» THE TASKS
**1)** In the investment newsletter on inflation and markets, why does the author say there was no reason to expect the markets to change at the start of 2022?
**2)** Extend the investment newsletter on Apple and inflation, picking up right after its final sentence.
===== GIVEN PASSAGE
In today’s Exponential Investor

  • Same old, same old
  • An Apple a day keeps inflation away
  • Does this sound right to you?

We’re now on the fifth day of 2022. After returning to the office this week, to my great surprise, having returned to the office this week… nothing has changed in the markets.

I shouldn’t have expected any different to be fair. The leap from one year to the next is really no different from the leap of one week, or even one day, to the next.

So watching the stock market continue to deliver eyebrow-raising events… well, that’s just part and parcel of what we’ve seen throughout most of 2020, 2021 and, now, 2022.

More of the same…

That also means it’s pretty unlikely anything is going to change for a little while yet.

A key driver of this all is the continued existence of low interest rates, cheap money (thanks to loose central bank monetary policy) and, of course, inflation.

Yes, inflation. You see, inflation is something that hits our pockets in more ways than simply the cost of filling up the car or keeping the heating on.

Inflation also impacts the market — but not always in a bad way (so long as you’re a market participant).

Let me explain some more…

What’s a few trillion between mates?

This week, Apple Inc. (NASDAQ:AAPL) hit a market capitalisation of three trillion dollars.

In numbers that looks like $3,000,000,000,000.00.

That’s a lot of zeros.

Apple is also a profitable company. There are plenty of reasons to suggest that $3 trillion is a fair valuation for the company.

From the start of last year through to 30 September 2021, Apple’s annual revenue was $365.8 billion. Its net profit after tax was $94.6 billion. Based on that, Apple trades at 31.6 times net profit. That’s high, but not insanely high.

The question however must be asked, how does Apple make so much money? Well, it’s quite obvious, right?

They sell great products. But selling a great product alone isn’t going to get you $365 billion in revenues. You need a great product selling at a great (i.e. large) price.

Have you ever bought a brand new Apple device?

The “cheapest” iPhone available in the Apple store right now is a £389 iPhone SE.

The most expensive iPhone an iPhone 13 Pro with 1TB storage at £1,549.

In 2007 when the iPhone was released, it was still an expensive phone. But at £457 for the top line model, it’s some way off what you’re paying for the top line model today.

In fact, if you’re looking at inflation, then when it comes to iPhones, the inflation rate over the last 14 years has been 239%.

Comparatively, the cost of petrol in 2007 was about 95p. Today it’s about 145p. That’s about 52% over the last 14 years.

People lose their minds over the inflation of the cost of petrol… but where is the protest over the inflation of the cost of iPhones?

In the UK, Apple’s iOS (its mobile device operating system) had a penetration rate of 51.15% (as at March 2021). In short, half of all households in the UK have iPhones.
==========
===== STORED DATA
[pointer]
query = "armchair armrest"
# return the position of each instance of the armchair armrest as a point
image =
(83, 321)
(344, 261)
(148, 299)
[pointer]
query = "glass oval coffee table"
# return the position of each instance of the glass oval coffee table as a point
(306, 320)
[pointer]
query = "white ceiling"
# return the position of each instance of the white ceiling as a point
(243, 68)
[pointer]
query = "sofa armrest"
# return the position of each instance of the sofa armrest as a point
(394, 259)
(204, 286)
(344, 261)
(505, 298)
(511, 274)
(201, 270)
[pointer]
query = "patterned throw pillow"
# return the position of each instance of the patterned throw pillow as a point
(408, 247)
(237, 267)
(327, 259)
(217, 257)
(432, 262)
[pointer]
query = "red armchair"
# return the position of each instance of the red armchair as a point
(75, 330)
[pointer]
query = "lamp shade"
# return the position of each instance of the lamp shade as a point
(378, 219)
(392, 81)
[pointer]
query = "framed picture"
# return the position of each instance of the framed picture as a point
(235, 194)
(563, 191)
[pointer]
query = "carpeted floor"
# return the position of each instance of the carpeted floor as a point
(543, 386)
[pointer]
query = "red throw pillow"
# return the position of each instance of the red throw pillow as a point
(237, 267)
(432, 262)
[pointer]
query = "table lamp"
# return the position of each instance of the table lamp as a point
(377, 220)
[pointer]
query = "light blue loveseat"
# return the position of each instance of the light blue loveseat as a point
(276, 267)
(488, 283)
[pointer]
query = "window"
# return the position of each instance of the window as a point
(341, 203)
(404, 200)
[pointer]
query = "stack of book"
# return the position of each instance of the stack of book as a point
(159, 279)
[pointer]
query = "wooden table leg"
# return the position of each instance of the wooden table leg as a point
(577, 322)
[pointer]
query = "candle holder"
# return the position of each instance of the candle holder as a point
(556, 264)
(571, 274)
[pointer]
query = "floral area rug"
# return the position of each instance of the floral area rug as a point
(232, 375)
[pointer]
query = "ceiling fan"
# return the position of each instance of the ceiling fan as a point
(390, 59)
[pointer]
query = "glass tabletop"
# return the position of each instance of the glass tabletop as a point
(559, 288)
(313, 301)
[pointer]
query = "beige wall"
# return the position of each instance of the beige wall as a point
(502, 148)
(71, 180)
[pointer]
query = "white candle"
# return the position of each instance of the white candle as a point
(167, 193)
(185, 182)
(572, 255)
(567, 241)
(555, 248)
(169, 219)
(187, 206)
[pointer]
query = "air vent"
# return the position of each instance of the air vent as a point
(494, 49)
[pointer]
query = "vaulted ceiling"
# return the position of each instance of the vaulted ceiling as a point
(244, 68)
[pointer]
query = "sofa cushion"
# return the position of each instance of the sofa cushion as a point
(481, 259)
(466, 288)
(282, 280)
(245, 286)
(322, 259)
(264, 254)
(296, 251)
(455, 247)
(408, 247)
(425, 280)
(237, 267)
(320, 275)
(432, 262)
==========
» RESPONSE LIST
**1)** The move from one year to the next is no different from the move from one week, or even one day, to the next. The turn of the year alone gives the markets no reason to behave differently.

**2)**
This is a company that has really nailed its market and makes a truck-load of cash while going about its business.

But it makes so much money, its stock trades at such a high price and its valuation is so high because every year the company charges more for its products, maintains its customer base and continues to sell more and more of its products.

Had the inflation of iPhones been 50% over the last 14 years… or even zero… I wonder if Apple’s stock price would be anywhere near where it is now.

The fact is that asset price inflation is a result of price inflation which is a result of cheap money, low rates and loose central bank controls.

And none of it is about to change.

So, perhaps Apple will continue to charge on, grow its revenues, and see its stock price inflate along with a world of inflation. If you’re trying to outperform inflation, then maybe a company like Apple – even at a $3 trillion valuation – is something to think about…

Making cash or making dreams?

While Apple is a cash-generation machine – a profit-maker extraordinaire – not all companies with valuations over $1 trillion boast the same financial chops.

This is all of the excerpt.